• _Aim_: Pull out every line in the entries below that contains the string "landing". Letter case counts in the match.

• _Items_:
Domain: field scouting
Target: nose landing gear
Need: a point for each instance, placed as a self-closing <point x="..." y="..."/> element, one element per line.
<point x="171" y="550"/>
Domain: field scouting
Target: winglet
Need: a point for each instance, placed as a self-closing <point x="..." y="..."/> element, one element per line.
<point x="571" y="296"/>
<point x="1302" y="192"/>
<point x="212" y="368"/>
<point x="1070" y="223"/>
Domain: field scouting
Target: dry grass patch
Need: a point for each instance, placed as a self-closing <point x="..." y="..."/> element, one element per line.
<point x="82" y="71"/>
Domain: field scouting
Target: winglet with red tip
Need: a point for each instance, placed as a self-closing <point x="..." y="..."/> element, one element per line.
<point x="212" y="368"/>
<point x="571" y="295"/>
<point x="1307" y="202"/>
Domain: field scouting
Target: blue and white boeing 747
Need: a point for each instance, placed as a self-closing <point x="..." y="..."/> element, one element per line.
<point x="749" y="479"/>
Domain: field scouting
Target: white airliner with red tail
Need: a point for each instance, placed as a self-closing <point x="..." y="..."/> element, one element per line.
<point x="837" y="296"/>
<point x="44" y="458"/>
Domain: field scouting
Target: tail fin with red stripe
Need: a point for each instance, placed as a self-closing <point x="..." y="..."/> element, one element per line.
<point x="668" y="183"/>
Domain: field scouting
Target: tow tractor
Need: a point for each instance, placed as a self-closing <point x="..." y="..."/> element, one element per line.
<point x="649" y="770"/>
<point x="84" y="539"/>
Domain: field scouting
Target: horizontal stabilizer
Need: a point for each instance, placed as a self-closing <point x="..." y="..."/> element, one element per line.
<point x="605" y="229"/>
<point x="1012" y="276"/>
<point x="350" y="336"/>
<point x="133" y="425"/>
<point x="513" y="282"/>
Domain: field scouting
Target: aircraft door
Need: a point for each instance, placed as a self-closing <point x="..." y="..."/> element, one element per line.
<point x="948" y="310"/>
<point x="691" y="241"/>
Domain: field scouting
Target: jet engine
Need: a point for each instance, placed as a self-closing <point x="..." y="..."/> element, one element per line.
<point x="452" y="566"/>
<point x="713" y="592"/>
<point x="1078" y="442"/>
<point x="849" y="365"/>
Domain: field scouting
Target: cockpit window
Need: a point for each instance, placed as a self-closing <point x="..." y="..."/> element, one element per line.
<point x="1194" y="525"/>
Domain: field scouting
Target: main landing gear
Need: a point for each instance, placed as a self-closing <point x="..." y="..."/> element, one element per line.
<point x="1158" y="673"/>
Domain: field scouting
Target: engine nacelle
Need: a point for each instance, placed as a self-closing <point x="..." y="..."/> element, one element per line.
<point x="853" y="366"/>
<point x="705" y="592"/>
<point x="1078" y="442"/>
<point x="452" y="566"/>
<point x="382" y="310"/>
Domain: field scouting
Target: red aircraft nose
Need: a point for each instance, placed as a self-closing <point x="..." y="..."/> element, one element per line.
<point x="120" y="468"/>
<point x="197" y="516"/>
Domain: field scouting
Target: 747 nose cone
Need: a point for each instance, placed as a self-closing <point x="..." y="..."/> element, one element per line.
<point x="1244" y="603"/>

• _Output for this exercise_:
Target: nose landing gear
Target: main landing gear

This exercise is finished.